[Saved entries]
•••
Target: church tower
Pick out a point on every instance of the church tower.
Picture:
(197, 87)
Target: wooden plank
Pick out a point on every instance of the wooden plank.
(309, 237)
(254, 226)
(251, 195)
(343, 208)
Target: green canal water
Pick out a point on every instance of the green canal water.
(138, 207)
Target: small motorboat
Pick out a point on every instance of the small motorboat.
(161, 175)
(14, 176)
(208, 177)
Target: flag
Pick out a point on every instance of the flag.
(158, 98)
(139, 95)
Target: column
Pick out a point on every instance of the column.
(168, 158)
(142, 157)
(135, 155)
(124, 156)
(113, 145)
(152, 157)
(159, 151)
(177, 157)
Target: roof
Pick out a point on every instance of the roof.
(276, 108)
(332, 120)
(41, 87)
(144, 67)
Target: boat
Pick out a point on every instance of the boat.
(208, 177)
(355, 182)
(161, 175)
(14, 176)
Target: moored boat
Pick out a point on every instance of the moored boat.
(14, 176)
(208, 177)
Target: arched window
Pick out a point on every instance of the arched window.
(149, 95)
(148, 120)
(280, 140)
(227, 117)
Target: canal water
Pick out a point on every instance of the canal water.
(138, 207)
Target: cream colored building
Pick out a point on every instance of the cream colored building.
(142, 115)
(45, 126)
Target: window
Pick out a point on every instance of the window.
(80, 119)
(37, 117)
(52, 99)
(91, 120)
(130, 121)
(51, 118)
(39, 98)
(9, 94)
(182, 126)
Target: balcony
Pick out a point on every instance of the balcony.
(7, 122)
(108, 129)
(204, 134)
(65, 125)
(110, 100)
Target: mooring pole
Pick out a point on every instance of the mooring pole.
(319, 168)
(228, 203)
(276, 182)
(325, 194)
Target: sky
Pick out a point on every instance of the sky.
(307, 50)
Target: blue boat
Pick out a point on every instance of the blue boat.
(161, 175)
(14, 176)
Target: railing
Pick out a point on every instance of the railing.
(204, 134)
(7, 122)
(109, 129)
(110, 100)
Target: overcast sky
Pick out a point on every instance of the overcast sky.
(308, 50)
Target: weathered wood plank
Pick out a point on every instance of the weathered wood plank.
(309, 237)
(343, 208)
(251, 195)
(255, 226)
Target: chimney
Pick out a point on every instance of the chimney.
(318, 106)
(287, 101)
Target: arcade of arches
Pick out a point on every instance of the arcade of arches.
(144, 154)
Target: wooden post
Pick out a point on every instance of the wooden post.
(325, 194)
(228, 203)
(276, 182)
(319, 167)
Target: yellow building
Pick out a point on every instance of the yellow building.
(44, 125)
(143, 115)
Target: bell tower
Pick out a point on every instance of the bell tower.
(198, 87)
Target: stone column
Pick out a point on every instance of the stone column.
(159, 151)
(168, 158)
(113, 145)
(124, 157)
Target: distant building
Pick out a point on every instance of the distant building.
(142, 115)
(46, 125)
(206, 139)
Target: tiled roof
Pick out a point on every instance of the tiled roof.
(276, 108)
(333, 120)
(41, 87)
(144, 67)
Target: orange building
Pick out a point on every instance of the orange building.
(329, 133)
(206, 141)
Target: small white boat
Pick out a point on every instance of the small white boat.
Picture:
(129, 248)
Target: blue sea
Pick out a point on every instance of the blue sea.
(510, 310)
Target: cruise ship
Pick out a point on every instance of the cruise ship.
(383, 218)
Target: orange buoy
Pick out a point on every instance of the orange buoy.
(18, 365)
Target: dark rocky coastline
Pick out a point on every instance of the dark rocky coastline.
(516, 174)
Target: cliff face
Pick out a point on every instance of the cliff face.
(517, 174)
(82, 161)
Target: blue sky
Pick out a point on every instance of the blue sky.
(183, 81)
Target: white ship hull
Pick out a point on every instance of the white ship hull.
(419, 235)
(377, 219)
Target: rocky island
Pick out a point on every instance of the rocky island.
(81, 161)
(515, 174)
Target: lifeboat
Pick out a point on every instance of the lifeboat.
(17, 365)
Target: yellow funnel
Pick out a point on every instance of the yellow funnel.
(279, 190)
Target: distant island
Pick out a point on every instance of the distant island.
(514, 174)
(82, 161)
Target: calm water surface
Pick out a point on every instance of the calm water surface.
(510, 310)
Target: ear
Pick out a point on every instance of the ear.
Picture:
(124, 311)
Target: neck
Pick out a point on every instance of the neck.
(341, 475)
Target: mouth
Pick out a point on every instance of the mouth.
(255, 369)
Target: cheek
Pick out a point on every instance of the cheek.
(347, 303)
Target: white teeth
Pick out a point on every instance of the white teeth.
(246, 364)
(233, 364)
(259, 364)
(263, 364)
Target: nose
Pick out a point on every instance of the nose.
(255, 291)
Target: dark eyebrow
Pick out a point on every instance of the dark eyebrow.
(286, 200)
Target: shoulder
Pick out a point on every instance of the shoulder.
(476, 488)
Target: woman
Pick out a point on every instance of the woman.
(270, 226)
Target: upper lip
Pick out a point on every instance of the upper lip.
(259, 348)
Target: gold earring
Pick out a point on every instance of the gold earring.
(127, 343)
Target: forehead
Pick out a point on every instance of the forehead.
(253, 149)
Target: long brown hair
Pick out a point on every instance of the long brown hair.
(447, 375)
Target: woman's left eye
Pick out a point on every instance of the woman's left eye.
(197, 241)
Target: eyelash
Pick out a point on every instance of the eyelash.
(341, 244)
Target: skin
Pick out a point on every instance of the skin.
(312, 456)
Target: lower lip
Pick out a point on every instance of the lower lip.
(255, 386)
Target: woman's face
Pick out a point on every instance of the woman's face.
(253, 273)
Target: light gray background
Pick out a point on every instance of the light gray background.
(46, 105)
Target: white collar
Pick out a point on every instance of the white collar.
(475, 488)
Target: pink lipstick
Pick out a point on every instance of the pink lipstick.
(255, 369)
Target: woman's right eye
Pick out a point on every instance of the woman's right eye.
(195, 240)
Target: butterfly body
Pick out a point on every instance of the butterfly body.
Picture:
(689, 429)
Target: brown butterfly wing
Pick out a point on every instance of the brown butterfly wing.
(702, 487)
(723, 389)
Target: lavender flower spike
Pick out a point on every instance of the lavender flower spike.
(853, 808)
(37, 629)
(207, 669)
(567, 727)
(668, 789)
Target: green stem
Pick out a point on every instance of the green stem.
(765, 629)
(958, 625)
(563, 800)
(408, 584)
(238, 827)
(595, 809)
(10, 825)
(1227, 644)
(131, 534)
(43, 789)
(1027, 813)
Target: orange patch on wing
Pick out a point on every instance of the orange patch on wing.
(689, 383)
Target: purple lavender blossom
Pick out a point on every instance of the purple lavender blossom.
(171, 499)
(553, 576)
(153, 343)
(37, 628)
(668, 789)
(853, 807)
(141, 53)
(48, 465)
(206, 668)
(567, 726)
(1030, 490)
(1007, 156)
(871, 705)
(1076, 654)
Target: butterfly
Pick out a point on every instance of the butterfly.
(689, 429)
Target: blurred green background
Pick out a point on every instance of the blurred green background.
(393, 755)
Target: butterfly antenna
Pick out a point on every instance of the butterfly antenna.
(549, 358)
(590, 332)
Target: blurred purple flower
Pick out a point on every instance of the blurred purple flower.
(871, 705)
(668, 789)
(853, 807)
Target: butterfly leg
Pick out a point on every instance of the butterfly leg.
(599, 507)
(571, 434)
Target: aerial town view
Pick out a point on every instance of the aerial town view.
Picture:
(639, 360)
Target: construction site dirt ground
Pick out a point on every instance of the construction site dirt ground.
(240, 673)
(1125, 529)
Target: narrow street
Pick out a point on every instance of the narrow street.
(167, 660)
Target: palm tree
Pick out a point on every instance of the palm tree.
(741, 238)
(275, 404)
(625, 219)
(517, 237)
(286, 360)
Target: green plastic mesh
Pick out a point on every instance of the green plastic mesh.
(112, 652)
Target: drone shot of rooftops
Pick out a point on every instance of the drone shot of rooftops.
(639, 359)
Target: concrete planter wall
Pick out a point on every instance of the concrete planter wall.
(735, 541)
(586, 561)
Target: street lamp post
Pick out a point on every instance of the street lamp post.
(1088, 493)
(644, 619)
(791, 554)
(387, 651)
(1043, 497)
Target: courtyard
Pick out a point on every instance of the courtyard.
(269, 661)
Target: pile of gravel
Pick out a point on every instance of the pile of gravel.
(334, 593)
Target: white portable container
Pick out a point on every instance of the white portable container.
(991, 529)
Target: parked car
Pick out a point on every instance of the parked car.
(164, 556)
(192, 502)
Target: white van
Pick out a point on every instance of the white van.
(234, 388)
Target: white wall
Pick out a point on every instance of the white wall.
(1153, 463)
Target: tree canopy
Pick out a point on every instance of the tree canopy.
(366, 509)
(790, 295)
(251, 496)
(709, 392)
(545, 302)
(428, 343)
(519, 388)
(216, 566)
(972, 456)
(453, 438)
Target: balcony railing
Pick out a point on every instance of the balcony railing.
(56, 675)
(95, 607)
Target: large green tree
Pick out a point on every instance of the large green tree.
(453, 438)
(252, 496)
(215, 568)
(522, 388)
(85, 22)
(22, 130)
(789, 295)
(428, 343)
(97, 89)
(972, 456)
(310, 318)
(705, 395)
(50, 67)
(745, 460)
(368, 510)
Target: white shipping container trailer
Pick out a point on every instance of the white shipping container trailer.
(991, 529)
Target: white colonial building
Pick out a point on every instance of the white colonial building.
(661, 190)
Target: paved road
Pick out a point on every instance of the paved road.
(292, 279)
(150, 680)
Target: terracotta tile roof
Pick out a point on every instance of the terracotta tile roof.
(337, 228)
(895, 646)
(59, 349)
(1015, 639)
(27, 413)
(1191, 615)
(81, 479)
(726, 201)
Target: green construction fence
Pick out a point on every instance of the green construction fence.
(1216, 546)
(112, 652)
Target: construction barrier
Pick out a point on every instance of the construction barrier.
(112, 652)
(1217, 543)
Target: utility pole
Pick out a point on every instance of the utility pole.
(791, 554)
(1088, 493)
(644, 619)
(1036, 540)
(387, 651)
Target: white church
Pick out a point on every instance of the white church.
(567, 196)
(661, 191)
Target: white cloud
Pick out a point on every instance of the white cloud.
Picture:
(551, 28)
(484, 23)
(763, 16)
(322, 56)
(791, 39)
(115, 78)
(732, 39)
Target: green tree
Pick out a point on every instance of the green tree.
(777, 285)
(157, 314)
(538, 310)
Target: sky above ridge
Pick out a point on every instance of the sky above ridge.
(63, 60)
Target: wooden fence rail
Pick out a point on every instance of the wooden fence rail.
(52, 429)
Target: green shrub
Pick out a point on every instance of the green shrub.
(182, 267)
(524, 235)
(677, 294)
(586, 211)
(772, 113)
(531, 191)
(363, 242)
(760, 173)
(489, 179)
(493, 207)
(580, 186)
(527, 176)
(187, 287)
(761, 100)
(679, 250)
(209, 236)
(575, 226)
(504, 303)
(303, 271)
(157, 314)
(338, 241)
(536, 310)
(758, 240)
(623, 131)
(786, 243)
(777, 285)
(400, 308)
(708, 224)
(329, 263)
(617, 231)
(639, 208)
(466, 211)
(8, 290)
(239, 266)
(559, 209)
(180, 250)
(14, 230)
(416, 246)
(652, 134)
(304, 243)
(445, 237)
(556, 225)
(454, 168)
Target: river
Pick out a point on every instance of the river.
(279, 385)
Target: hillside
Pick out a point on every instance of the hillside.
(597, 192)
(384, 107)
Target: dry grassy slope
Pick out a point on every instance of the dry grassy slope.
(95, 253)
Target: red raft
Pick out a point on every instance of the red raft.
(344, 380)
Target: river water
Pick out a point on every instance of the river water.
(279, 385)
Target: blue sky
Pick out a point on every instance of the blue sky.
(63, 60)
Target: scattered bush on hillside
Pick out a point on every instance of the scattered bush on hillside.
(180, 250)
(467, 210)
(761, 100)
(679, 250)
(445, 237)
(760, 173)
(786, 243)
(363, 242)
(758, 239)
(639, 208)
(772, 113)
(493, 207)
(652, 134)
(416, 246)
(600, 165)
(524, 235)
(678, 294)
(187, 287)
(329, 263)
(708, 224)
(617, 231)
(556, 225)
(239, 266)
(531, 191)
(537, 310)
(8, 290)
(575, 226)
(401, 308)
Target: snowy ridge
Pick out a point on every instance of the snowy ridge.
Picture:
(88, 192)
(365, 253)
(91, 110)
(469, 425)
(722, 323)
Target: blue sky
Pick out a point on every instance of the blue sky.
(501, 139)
•••
• [WHAT THE EXERCISE ASKS] Print the lines above from the one with "Target: distant island" through the one with "Target: dark eyebrow", both included, exactly as written and nothing more.

• [TASK OUTPUT]
Target: distant island
Pick out a point on every instance of the distant island.
(514, 174)
(82, 161)
Target: calm water surface
Pick out a point on every instance of the calm water surface.
(510, 310)
Target: ear
Pick out a point on every instance of the ear.
Picture:
(124, 311)
Target: neck
Pick out a point on every instance of the neck.
(341, 475)
Target: mouth
Pick out a point on every instance of the mouth.
(255, 369)
Target: cheek
Pick out a point on every instance of the cheek.
(347, 303)
Target: white teeth
Pick out a point on every instance of the white teeth.
(246, 364)
(233, 364)
(259, 364)
(263, 364)
Target: nose
Pick out a point on every instance of the nose.
(255, 291)
Target: dark eyebrow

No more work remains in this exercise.